• [Given instruction]: Give each line of the records below as a JSON list of strings, one string per line, with blank lines left out. This covers all the records.

^^^^^^^^

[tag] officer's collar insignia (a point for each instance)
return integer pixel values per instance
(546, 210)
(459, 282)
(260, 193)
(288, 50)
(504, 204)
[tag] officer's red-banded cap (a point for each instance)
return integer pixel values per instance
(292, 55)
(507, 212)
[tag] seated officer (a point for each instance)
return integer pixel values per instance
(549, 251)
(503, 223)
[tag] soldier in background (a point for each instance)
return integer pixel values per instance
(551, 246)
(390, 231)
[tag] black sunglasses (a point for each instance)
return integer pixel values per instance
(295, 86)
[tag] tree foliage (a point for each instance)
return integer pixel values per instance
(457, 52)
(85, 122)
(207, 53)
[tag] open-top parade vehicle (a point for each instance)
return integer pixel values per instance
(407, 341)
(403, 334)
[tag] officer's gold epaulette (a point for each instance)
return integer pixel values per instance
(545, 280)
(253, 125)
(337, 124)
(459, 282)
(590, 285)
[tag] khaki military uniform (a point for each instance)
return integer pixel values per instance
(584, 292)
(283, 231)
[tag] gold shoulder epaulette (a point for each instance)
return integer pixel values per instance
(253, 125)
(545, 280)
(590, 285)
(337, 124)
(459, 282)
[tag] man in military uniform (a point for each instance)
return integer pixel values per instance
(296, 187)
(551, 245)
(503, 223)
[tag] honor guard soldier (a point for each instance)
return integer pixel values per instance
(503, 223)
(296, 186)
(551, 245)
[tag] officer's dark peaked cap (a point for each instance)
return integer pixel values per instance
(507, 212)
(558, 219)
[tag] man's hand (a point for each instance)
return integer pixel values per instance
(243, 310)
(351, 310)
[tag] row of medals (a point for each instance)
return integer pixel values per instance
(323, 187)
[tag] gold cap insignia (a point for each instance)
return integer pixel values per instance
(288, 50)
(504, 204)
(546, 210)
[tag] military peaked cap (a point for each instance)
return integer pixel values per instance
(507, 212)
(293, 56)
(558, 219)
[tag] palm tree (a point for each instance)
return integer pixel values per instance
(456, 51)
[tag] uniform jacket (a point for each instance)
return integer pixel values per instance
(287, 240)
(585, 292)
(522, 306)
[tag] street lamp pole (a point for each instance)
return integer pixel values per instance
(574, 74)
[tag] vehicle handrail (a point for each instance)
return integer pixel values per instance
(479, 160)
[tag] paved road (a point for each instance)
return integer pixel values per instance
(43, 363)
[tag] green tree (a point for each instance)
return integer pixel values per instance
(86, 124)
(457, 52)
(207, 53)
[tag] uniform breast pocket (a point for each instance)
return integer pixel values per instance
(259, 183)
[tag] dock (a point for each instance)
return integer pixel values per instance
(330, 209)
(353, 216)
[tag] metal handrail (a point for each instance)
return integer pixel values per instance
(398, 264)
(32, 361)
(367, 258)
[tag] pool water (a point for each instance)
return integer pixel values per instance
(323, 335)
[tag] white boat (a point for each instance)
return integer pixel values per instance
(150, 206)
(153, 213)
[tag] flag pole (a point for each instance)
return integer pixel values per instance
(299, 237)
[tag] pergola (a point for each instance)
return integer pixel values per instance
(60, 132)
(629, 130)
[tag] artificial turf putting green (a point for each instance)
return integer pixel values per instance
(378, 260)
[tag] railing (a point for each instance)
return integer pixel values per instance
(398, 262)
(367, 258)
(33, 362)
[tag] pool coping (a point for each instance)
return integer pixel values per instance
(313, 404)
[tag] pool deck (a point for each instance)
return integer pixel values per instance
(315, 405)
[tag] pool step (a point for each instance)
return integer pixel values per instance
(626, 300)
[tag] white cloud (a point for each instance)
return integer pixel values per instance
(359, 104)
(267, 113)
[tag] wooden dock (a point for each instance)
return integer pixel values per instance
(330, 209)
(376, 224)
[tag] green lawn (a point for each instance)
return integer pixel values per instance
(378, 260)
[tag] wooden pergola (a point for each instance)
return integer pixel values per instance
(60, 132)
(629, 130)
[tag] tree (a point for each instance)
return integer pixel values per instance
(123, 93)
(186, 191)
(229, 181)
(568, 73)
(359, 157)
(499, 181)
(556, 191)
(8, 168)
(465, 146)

^^^^^^^^

• [Problem solution]:
[
  "[tag] officer's collar insignia (a point for each instance)",
  "return integer pixel values per instance",
  "(546, 210)",
  "(459, 282)",
  "(260, 193)",
  "(288, 50)",
  "(504, 204)",
  "[tag] officer's red-banded cap (a point for each instance)",
  "return integer pixel values per instance",
  "(292, 55)",
  "(507, 212)",
  "[tag] seated officer (a point for each instance)",
  "return integer pixel values per instance",
  "(549, 251)",
  "(503, 223)",
  "[tag] soldier in background (a point for each instance)",
  "return integer pixel values per instance",
  "(551, 246)",
  "(390, 231)",
  "[tag] black sunglasses (a point for each instance)",
  "return integer pixel values per instance",
  "(295, 86)",
  "[tag] tree foliage (a point for each instance)",
  "return integer pixel values per instance",
  "(457, 52)",
  "(85, 122)",
  "(207, 53)",
  "[tag] open-top parade vehicle (a point for each instance)",
  "return integer pixel values per instance",
  "(407, 341)",
  "(403, 334)",
  "[tag] officer's gold epaulette (a point for each instance)",
  "return integer pixel values per instance",
  "(545, 280)",
  "(253, 125)",
  "(337, 124)",
  "(459, 282)",
  "(590, 285)",
  "[tag] khaki military uniform (a point for each instance)",
  "return integer pixel values per instance",
  "(584, 292)",
  "(283, 231)",
  "[tag] gold shoulder epaulette (a point for each instance)",
  "return integer pixel values per instance",
  "(253, 125)",
  "(545, 280)",
  "(590, 285)",
  "(337, 124)",
  "(459, 282)",
  "[tag] man in military uniform (a point for each instance)",
  "return integer pixel values per instance",
  "(296, 187)",
  "(551, 245)",
  "(503, 223)",
  "[tag] honor guard soldier (a point for each instance)",
  "return integer pixel values per instance",
  "(503, 223)",
  "(296, 186)",
  "(551, 245)",
  "[tag] officer's dark peaked cap (a point for each instance)",
  "return integer pixel values per instance",
  "(507, 212)",
  "(558, 219)",
  "[tag] man's hand (a point for each instance)",
  "return integer pixel values per instance",
  "(243, 310)",
  "(351, 310)",
  "[tag] row of medals (a point for each instance)",
  "return integer pixel values per instance",
  "(323, 187)",
  "[tag] gold cap insignia (a point for each instance)",
  "return integer pixel values per instance",
  "(288, 50)",
  "(504, 204)",
  "(546, 210)",
  "[tag] military peaked cap (a point for each instance)",
  "return integer pixel values per instance",
  "(507, 212)",
  "(293, 56)",
  "(558, 219)",
  "[tag] palm tree (a point for each instance)",
  "return integer pixel values per instance",
  "(456, 51)",
  "[tag] uniform jacket (a point for each instance)",
  "return integer pixel values per instance",
  "(287, 240)",
  "(585, 292)",
  "(522, 306)",
  "[tag] street lamp pole (a point for each instance)",
  "return integer pixel values per instance",
  "(574, 74)",
  "[tag] vehicle handrail (a point for each instance)",
  "return integer pixel values per instance",
  "(479, 160)",
  "[tag] paved road (a point for each instance)",
  "return integer pixel values per instance",
  "(43, 363)",
  "[tag] green tree (a point for each instance)",
  "return integer pixel values per instance",
  "(86, 124)",
  "(457, 52)",
  "(207, 53)",
  "[tag] uniform breast pocket (a point for each instance)",
  "return integer pixel values per instance",
  "(259, 183)",
  "[tag] dock (a point for each instance)",
  "return integer pixel values per instance",
  "(330, 209)",
  "(353, 216)",
  "[tag] metal handrail (a point for each instance)",
  "return integer pixel values per instance",
  "(398, 264)",
  "(32, 361)",
  "(367, 258)",
  "[tag] pool water (a point for each instance)",
  "return integer pixel values per instance",
  "(323, 335)",
  "[tag] white boat (a point for each instance)",
  "return integer pixel values per instance",
  "(150, 206)",
  "(153, 213)",
  "[tag] flag pole (a point for each instance)",
  "return integer pixel values per instance",
  "(299, 237)",
  "[tag] pergola (a point for each instance)",
  "return integer pixel values per instance",
  "(60, 132)",
  "(629, 130)",
  "[tag] artificial turf putting green (a point for each instance)",
  "return integer pixel values per instance",
  "(378, 260)",
  "[tag] railing (a point for each instance)",
  "return integer pixel values per instance",
  "(398, 262)",
  "(367, 258)",
  "(33, 362)",
  "[tag] pool coping (a point for each instance)",
  "return integer pixel values per instance",
  "(313, 404)",
  "[tag] pool deck (a point for each instance)",
  "return integer pixel values per instance",
  "(315, 405)",
  "[tag] pool step (a point for each instance)",
  "return integer pixel values per instance",
  "(626, 300)",
  "[tag] white cloud (a point for each instance)",
  "return integer pixel values per instance",
  "(359, 104)",
  "(267, 113)",
  "[tag] wooden dock (a point for each instance)",
  "return integer pixel values per instance",
  "(330, 209)",
  "(376, 224)",
  "[tag] green lawn (a point for each instance)",
  "return integer pixel values per instance",
  "(378, 260)",
  "[tag] wooden pergola (a point for each instance)",
  "return integer pixel values per instance",
  "(60, 132)",
  "(629, 130)",
  "[tag] tree (a point for each instance)",
  "return integer pixel values per instance",
  "(123, 93)",
  "(186, 191)",
  "(229, 181)",
  "(568, 73)",
  "(359, 157)",
  "(499, 181)",
  "(556, 191)",
  "(8, 168)",
  "(465, 146)"
]